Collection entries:
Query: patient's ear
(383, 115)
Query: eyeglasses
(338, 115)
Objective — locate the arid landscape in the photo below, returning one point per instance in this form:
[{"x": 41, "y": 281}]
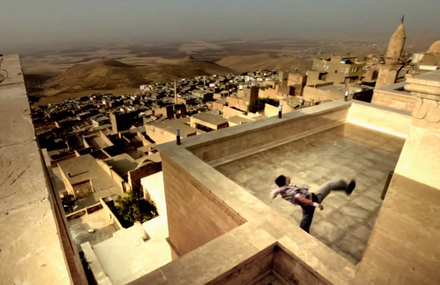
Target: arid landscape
[{"x": 59, "y": 74}]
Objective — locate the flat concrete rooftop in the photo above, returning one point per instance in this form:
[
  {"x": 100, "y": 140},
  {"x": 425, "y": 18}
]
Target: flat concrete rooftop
[
  {"x": 97, "y": 221},
  {"x": 346, "y": 151},
  {"x": 172, "y": 125},
  {"x": 210, "y": 118}
]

Activity: Collect each line above holding the string "this".

Exercise result:
Objective — locate the arid landscape in the photo below, returning one point per instance in this form:
Objective — locate the flat concrete rooftop in the photo above, returning one point per instance in this form:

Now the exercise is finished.